:: Task requirements ::
Copy out the entries that come next, exactly.

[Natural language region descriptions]
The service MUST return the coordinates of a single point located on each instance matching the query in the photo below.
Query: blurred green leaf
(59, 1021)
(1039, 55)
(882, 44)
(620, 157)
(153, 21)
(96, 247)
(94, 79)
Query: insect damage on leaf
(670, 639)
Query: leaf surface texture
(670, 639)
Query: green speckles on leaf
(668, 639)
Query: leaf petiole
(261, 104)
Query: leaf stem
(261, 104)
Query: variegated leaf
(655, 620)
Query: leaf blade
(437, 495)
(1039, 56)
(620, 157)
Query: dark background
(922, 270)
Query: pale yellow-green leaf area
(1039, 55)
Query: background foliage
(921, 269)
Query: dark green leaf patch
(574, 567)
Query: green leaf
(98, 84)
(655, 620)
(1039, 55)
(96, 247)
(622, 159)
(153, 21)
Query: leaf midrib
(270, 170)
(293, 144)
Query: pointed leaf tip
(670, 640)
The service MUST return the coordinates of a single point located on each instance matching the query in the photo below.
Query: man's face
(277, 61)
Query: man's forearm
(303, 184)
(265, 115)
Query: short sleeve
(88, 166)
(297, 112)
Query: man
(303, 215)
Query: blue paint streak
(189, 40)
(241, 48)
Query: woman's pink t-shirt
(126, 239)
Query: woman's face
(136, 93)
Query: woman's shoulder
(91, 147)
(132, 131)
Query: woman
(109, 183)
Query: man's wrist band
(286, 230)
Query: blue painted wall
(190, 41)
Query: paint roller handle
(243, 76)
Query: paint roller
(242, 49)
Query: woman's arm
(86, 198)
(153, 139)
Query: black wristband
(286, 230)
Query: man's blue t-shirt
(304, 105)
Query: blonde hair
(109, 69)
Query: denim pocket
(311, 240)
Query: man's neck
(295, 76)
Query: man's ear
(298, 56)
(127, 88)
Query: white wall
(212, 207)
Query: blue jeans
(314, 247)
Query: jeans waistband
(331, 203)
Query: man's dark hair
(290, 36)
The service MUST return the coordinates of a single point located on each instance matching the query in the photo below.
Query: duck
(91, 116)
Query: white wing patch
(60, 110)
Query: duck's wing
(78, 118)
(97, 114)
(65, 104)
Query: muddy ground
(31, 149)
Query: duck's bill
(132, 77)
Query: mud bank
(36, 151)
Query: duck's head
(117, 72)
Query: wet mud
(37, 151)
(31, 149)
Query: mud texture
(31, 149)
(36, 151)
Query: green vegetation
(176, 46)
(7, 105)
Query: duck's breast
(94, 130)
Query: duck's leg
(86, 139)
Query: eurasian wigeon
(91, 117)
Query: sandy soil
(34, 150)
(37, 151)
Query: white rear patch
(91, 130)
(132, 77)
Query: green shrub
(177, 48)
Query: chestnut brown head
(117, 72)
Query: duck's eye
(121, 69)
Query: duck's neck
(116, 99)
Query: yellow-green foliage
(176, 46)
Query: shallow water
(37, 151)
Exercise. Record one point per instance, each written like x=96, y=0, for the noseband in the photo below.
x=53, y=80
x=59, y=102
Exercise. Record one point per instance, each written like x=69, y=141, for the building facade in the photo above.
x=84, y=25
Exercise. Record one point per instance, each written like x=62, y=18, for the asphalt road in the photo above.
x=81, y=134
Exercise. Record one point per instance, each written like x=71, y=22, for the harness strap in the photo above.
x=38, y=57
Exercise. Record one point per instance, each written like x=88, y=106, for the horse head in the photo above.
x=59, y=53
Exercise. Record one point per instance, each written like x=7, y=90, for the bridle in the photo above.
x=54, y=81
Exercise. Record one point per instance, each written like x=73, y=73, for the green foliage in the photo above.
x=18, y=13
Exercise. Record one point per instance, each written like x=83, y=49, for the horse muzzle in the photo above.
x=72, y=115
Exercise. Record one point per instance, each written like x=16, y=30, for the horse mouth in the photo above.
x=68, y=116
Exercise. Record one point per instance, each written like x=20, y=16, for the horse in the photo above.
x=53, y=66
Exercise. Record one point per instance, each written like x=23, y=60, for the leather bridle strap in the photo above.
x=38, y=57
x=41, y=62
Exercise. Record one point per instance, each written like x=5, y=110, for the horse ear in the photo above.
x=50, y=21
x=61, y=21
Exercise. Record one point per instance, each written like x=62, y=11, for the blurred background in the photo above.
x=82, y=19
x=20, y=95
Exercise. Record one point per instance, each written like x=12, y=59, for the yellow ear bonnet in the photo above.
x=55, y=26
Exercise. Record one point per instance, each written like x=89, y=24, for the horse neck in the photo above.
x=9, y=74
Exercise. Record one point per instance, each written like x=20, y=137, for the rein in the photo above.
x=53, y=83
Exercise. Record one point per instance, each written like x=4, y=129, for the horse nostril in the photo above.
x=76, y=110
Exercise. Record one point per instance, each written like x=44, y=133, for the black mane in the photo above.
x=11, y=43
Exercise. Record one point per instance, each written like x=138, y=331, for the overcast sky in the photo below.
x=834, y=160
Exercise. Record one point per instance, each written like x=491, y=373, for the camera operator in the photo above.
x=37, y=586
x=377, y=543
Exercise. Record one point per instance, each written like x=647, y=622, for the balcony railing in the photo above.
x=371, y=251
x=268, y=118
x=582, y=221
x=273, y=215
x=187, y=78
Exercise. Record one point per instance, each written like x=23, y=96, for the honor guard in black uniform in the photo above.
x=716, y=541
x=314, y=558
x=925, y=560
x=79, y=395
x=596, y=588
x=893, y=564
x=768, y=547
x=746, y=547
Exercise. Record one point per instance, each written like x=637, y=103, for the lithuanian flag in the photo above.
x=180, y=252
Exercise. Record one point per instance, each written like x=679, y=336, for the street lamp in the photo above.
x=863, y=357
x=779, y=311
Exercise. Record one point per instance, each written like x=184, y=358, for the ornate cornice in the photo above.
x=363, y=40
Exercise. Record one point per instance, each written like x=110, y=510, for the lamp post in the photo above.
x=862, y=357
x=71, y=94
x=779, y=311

:: Result ::
The service MUST return the coordinates of a single point located on each instance matching the query in the photo below.
Query: blurred green leaf
(59, 1021)
(1039, 55)
(882, 44)
(620, 157)
(153, 21)
(96, 247)
(94, 79)
Query: insect damage on leaf
(670, 639)
Query: leaf surface texture
(670, 639)
Query: green speckles on leaf
(668, 639)
Query: leaf petiole
(261, 104)
Query: leaf stem
(261, 104)
Query: variegated leaf
(655, 620)
Query: leaf blade
(437, 495)
(1039, 56)
(620, 157)
Query: dark background
(922, 270)
Query: pale yellow-green leaf area
(1039, 55)
Query: background foliage
(921, 269)
Query: dark green leaf patch
(574, 567)
Query: green leaf
(98, 84)
(655, 620)
(1039, 55)
(96, 247)
(622, 159)
(153, 21)
Query: leaf midrib
(270, 170)
(293, 144)
Query: pointed leaf tip
(670, 640)
The service MUST return the coordinates of a single point located on each instance matching the query in the photo below.
Query: man's face
(277, 61)
Query: man's forearm
(303, 184)
(265, 115)
Query: short sleeve
(88, 166)
(297, 112)
Query: man
(303, 215)
Query: blue paint streak
(189, 40)
(241, 48)
Query: woman's pink t-shirt
(126, 239)
Query: woman's face
(136, 93)
Query: woman's shoulder
(91, 147)
(132, 131)
Query: woman
(109, 183)
Query: man's wrist band
(286, 230)
Query: blue painted wall
(190, 41)
Query: paint roller handle
(243, 76)
Query: paint roller
(242, 49)
Query: woman's arm
(86, 198)
(153, 139)
Query: black wristband
(286, 230)
Query: man's blue t-shirt
(304, 105)
Query: blonde hair
(109, 69)
Query: denim pocket
(311, 240)
Query: man's neck
(295, 76)
Query: man's ear
(298, 56)
(127, 88)
Query: white wall
(212, 207)
Query: blue jeans
(314, 247)
Query: jeans waistband
(331, 203)
Query: man's dark hair
(290, 36)
The service MUST return the coordinates of a single point located on each instance matching the query in the photo below.
Query: duck
(91, 116)
Query: white wing patch
(60, 110)
Query: duck's wing
(78, 118)
(97, 114)
(65, 104)
Query: muddy ground
(31, 149)
Query: duck's bill
(132, 77)
Query: mud bank
(36, 151)
Query: duck's head
(117, 72)
Query: wet mud
(37, 151)
(31, 149)
Query: mud texture
(31, 149)
(36, 151)
Query: green vegetation
(176, 46)
(7, 105)
Query: duck's breast
(94, 130)
Query: duck's leg
(86, 139)
Query: eurasian wigeon
(91, 117)
Query: sandy soil
(34, 150)
(37, 151)
Query: white rear patch
(91, 130)
(132, 77)
Query: green shrub
(177, 48)
Query: chestnut brown head
(117, 72)
Query: duck's eye
(121, 69)
Query: duck's neck
(116, 99)
Query: yellow-green foliage
(176, 46)
Query: shallow water
(37, 151)
Exercise. Record one point per instance, each written like x=96, y=0, for the noseband in the photo below.
x=53, y=80
x=59, y=102
Exercise. Record one point per instance, each written like x=69, y=141, for the building facade in the photo above.
x=84, y=25
Exercise. Record one point per instance, each written like x=62, y=18, for the asphalt road in the photo above.
x=81, y=134
Exercise. Record one point per instance, each written like x=71, y=22, for the harness strap in the photo above.
x=38, y=57
Exercise. Record one point per instance, each written like x=88, y=106, for the horse head in the photo above.
x=59, y=53
Exercise. Record one point per instance, each written like x=7, y=90, for the bridle in the photo above.
x=54, y=81
Exercise. Record one point per instance, each written like x=73, y=73, for the green foliage in the photo above.
x=18, y=13
Exercise. Record one point per instance, each written like x=83, y=49, for the horse muzzle in the photo above.
x=72, y=115
Exercise. Record one point per instance, each written like x=16, y=30, for the horse mouth in the photo above.
x=68, y=116
Exercise. Record one point per instance, each written like x=20, y=16, for the horse in the photo above.
x=53, y=66
Exercise. Record one point per instance, each written like x=23, y=60, for the leather bridle strap in the photo above.
x=38, y=57
x=41, y=62
Exercise. Record one point per instance, each written like x=5, y=110, for the horse ear in the photo above.
x=50, y=21
x=61, y=21
Exercise. Record one point per instance, each written like x=62, y=11, for the blurred background in the photo above.
x=82, y=19
x=20, y=95
Exercise. Record one point per instance, each written like x=12, y=59, for the yellow ear bonnet in the photo above.
x=55, y=26
Exercise. Record one point per instance, each written like x=89, y=24, for the horse neck in the photo above.
x=9, y=74
Exercise. Record one point per instance, each written like x=20, y=137, for the rein in the photo above.
x=53, y=83
Exercise. Record one point per instance, each written like x=4, y=129, for the horse nostril in the photo above.
x=76, y=110
Exercise. Record one point per instance, each written like x=44, y=133, for the black mane in the photo above.
x=11, y=43
Exercise. Record one point per instance, each written like x=138, y=331, for the overcast sky in the photo below.
x=834, y=160
Exercise. Record one point per instance, each written like x=491, y=373, for the camera operator in the photo above.
x=37, y=586
x=377, y=543
Exercise. Record one point per instance, each written like x=647, y=622, for the balcony railing in the photo above.
x=371, y=251
x=268, y=118
x=582, y=221
x=273, y=215
x=187, y=78
Exercise. Record one point per instance, each written like x=23, y=96, for the honor guard in black uniform in the photo above.
x=716, y=541
x=314, y=558
x=925, y=560
x=79, y=395
x=596, y=588
x=893, y=564
x=768, y=547
x=746, y=547
Exercise. Record one point per instance, each written like x=637, y=103, for the lithuanian flag in the photo above.
x=180, y=252
Exercise. Record one point per instance, each written like x=679, y=336, for the street lamp in the photo above.
x=863, y=357
x=779, y=311
Exercise. Record one point per instance, each written like x=184, y=358, for the ornate cornice in the photo above.
x=363, y=40
Exercise. Record one point per instance, each written like x=110, y=510, for the lamp post in the photo above.
x=862, y=357
x=71, y=94
x=779, y=311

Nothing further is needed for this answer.